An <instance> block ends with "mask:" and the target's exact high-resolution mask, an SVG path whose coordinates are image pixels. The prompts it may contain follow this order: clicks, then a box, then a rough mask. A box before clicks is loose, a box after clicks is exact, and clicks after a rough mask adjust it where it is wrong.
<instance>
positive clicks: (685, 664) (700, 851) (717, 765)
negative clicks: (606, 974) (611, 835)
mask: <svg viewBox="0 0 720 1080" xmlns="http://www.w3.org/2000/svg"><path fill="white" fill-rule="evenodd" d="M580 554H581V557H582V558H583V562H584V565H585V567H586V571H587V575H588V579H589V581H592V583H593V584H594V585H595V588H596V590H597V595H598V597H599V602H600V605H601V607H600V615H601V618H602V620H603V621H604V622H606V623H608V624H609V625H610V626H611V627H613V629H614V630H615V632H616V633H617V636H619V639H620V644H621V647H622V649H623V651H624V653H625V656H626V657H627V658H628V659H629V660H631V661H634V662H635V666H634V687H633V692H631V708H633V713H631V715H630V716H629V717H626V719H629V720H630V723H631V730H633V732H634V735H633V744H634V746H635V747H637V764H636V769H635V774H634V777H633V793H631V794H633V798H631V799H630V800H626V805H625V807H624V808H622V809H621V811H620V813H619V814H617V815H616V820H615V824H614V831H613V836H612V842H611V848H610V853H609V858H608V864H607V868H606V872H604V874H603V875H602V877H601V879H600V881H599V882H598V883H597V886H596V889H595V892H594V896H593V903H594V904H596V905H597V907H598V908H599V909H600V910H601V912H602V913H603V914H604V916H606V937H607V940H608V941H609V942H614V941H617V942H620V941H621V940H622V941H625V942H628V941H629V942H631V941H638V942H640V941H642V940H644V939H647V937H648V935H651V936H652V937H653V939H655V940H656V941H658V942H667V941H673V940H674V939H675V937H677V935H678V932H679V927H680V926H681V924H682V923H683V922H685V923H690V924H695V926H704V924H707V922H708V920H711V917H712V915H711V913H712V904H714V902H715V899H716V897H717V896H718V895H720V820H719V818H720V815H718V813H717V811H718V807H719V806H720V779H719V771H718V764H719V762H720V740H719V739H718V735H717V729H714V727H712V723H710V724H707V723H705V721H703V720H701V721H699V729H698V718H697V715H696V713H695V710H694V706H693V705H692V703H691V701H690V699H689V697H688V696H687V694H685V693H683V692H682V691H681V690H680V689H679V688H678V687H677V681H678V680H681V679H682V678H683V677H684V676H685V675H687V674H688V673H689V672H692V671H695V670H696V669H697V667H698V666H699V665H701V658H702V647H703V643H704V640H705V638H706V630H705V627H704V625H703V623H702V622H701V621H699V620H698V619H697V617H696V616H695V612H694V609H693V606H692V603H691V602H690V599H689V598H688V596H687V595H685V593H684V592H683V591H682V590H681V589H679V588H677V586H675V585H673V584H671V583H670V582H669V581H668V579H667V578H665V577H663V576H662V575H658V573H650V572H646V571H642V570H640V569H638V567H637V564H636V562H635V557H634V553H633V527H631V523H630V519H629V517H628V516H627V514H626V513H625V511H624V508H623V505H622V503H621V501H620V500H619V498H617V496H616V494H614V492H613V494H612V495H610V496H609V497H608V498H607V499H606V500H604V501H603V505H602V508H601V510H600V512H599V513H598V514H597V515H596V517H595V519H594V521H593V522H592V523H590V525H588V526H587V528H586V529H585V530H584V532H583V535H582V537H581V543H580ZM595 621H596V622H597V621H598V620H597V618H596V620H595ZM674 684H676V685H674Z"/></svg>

○ ○ ○

> _What the task asks_:
Write out the entries above word for word.

> _Reply to the task_:
An <instance> block ends with "mask:" and the target's exact high-resolution mask, an SVG path whose coordinates are image pixels. The prompts it may contain follow this order: clicks, then a box, then a rough mask. A box before clicks is loose, a box after clicks is exact, and clicks after a rough mask adjust it where it is wrong.
<instance>
positive clicks: (685, 664) (700, 851) (717, 765)
negative clicks: (606, 974) (611, 835)
mask: <svg viewBox="0 0 720 1080" xmlns="http://www.w3.org/2000/svg"><path fill="white" fill-rule="evenodd" d="M580 554H581V557H582V558H583V562H584V565H585V567H586V571H587V575H588V579H589V581H592V583H593V584H594V585H595V588H596V590H597V595H598V597H599V602H600V605H601V607H600V615H601V618H602V620H603V621H604V622H606V623H608V624H609V625H610V626H611V627H613V629H614V630H615V632H616V633H617V636H619V639H620V644H621V647H622V649H623V651H624V653H625V656H626V657H627V658H628V659H629V660H631V661H634V662H635V666H634V687H633V692H631V708H633V713H631V715H630V716H629V717H626V719H629V720H630V723H631V730H633V732H634V735H633V744H634V746H635V747H637V764H636V769H635V774H634V777H633V793H631V794H633V798H631V799H630V800H626V805H625V807H624V808H622V809H621V811H620V813H619V814H617V815H616V820H615V824H614V831H613V836H612V842H611V848H610V853H609V858H608V864H607V868H606V872H604V874H603V875H602V877H601V879H600V881H599V882H598V883H597V886H596V889H595V892H594V896H593V903H594V904H596V905H597V907H598V908H599V909H600V910H601V912H602V913H603V914H604V916H606V937H607V940H608V941H609V942H614V941H617V942H620V941H621V940H622V941H625V942H628V941H629V942H631V941H638V942H640V941H642V940H644V939H647V937H648V935H651V936H652V937H653V939H655V940H656V941H658V942H667V941H673V940H674V939H675V937H677V935H678V932H679V927H680V926H681V924H682V923H683V922H685V923H690V924H695V926H704V924H707V922H708V920H711V917H712V915H711V913H712V904H714V902H715V899H716V897H717V896H718V895H720V820H719V818H720V815H718V813H717V811H718V807H719V806H720V779H719V771H718V764H719V762H720V740H719V739H718V735H717V729H714V727H712V723H710V724H707V723H705V721H703V720H701V721H699V729H698V718H697V715H696V713H695V710H694V706H693V705H692V703H691V701H690V699H689V697H688V696H687V694H685V693H683V692H682V691H681V690H680V689H679V688H678V687H677V681H678V680H681V679H682V678H683V677H684V676H685V675H687V674H688V673H689V672H692V671H695V670H696V669H697V667H698V666H699V665H701V658H702V647H703V643H704V640H705V638H706V630H705V627H704V625H703V623H702V622H701V621H699V620H698V619H697V617H696V616H695V612H694V609H693V606H692V603H691V602H690V599H689V598H688V596H687V595H685V593H684V592H683V591H682V590H681V589H679V588H677V586H675V585H673V584H671V583H670V582H669V581H668V579H667V578H665V577H663V576H662V575H658V573H650V572H646V571H642V570H640V569H638V567H637V564H636V562H635V557H634V553H633V527H631V523H630V519H629V517H628V516H627V514H626V513H625V511H624V508H623V505H622V503H621V501H620V500H619V498H617V496H616V494H614V492H613V494H612V495H610V496H609V497H608V498H607V499H606V500H604V501H603V505H602V508H601V510H600V512H599V513H598V514H597V515H596V517H595V519H594V521H593V522H592V523H590V525H588V526H587V528H586V529H585V530H584V532H583V535H582V537H581V543H580ZM595 621H596V622H597V621H598V620H597V618H596V620H595ZM674 684H676V685H674Z"/></svg>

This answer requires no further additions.